━━━━━ Rows
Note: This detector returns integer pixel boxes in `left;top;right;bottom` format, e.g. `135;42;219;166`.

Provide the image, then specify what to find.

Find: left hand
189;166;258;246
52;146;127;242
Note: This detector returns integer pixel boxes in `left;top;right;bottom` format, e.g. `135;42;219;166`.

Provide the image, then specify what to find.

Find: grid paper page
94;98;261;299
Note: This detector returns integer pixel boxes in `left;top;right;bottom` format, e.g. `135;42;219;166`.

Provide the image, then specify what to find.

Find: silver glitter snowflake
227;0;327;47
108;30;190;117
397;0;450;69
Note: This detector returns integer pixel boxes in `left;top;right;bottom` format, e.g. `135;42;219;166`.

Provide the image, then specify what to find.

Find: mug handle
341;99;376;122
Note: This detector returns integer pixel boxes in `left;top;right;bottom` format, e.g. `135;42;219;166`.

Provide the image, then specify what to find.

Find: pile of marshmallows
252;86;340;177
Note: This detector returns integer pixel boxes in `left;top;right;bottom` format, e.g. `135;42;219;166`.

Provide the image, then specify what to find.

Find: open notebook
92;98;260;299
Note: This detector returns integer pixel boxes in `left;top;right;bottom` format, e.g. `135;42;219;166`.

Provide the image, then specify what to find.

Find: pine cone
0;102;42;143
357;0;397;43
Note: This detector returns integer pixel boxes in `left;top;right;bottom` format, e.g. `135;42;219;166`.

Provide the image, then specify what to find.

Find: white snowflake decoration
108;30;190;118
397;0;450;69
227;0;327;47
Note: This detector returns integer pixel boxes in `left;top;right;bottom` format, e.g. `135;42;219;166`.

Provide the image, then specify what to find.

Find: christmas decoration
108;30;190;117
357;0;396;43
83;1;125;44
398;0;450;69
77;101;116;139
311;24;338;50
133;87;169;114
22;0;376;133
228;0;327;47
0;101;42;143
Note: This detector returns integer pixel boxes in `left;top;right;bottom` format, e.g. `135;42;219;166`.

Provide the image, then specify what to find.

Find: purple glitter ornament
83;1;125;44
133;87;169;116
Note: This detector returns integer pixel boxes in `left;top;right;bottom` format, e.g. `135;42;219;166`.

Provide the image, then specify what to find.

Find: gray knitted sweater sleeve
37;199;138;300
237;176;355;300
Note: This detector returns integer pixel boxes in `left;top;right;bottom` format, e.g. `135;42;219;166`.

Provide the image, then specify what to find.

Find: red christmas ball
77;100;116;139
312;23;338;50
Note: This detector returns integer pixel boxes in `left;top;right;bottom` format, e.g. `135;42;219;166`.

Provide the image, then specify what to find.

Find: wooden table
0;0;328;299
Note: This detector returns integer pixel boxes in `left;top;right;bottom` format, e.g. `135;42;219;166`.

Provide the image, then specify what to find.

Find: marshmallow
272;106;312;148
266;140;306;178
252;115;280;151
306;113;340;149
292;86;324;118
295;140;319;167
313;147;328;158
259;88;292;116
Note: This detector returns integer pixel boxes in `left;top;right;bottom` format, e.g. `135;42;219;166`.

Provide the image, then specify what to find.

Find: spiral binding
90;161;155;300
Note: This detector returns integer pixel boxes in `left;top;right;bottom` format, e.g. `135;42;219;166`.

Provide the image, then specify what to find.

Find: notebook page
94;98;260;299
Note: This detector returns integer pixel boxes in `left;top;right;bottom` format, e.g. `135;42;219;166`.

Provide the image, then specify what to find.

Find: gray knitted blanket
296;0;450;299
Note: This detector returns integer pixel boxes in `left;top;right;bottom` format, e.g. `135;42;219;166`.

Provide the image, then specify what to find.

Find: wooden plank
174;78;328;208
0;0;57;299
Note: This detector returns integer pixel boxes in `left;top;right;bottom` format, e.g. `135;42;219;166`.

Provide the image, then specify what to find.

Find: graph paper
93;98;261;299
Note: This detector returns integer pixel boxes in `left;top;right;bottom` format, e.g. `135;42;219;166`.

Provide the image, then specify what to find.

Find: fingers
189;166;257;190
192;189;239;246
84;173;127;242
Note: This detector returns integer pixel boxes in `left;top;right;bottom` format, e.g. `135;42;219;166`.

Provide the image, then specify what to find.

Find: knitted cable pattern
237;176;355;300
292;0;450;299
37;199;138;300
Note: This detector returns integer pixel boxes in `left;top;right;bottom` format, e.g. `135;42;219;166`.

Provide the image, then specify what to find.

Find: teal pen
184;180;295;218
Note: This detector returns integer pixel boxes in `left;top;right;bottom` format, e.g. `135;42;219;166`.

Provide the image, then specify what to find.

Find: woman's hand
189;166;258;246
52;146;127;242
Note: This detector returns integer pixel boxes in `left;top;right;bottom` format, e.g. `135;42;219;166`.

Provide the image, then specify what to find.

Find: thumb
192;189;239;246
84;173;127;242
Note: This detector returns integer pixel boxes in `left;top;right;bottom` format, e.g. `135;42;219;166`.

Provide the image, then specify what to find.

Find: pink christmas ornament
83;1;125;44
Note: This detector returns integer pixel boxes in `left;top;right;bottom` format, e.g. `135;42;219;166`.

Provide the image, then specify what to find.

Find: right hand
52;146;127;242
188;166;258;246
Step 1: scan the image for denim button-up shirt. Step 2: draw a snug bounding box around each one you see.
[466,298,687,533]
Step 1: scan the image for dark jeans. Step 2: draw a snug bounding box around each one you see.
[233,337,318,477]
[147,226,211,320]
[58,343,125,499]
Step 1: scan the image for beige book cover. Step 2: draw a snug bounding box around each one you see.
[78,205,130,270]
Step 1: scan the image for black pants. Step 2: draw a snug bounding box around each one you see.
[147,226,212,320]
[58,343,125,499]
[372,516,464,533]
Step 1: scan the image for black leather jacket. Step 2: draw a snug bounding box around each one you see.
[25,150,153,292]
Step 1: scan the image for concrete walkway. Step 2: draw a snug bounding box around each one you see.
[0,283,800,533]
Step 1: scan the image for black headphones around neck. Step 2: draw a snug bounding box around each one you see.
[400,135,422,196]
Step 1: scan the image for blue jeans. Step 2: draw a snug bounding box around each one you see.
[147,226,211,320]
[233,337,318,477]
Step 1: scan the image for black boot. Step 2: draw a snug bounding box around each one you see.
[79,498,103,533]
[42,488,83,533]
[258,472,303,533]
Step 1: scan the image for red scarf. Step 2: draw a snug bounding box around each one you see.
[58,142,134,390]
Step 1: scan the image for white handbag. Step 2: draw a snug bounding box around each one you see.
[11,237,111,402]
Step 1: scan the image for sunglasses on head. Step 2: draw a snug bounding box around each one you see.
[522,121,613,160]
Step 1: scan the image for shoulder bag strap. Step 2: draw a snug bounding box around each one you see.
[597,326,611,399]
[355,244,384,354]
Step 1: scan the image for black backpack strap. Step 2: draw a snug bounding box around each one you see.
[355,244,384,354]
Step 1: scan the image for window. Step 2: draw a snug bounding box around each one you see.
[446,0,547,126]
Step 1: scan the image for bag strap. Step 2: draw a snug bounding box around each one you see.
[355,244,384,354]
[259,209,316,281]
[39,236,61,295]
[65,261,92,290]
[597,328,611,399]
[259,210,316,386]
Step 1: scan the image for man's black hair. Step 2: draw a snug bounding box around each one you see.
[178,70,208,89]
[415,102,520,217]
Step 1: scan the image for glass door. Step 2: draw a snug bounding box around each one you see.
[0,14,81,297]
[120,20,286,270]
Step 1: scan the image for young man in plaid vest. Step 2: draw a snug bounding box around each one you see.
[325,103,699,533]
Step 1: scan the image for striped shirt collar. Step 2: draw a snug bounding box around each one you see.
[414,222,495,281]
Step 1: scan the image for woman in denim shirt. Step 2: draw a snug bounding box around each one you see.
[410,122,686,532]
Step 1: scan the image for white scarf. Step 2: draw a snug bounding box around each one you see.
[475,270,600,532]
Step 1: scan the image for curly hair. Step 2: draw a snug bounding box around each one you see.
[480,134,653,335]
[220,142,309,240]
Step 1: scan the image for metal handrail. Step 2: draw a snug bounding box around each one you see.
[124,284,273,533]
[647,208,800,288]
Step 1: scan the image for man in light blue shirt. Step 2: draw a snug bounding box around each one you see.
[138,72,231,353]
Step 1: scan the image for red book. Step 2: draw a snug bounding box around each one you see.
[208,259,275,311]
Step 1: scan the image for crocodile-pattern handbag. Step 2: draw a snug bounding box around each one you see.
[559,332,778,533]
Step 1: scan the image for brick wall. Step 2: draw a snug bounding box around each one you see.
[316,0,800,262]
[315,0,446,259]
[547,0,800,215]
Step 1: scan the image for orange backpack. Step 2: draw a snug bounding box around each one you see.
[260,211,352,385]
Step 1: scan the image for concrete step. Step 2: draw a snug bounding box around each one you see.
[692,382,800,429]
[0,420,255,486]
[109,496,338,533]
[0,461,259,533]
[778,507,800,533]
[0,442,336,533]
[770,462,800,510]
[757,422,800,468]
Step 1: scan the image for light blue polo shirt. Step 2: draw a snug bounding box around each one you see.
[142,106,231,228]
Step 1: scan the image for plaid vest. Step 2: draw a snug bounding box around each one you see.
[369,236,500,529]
━━━━━━━━━━
» **Task objective**
Return the stretch of lines from the very first one through the line containing "94;98;261;299", including both ends, copied exactly.

» **Exercise response**
Note: This detector returns integer pixel boxes in `left;top;right;bottom` format, e.g. `135;42;219;166`.

Provide the image, then specify what to find.

Find: left hand
189;166;258;246
52;146;127;242
Note: This detector returns integer pixel boxes in `left;top;right;bottom` format, e.g. `135;42;219;166`.

Provide the image, then specify what to find.

Find: grid paper page
94;98;261;299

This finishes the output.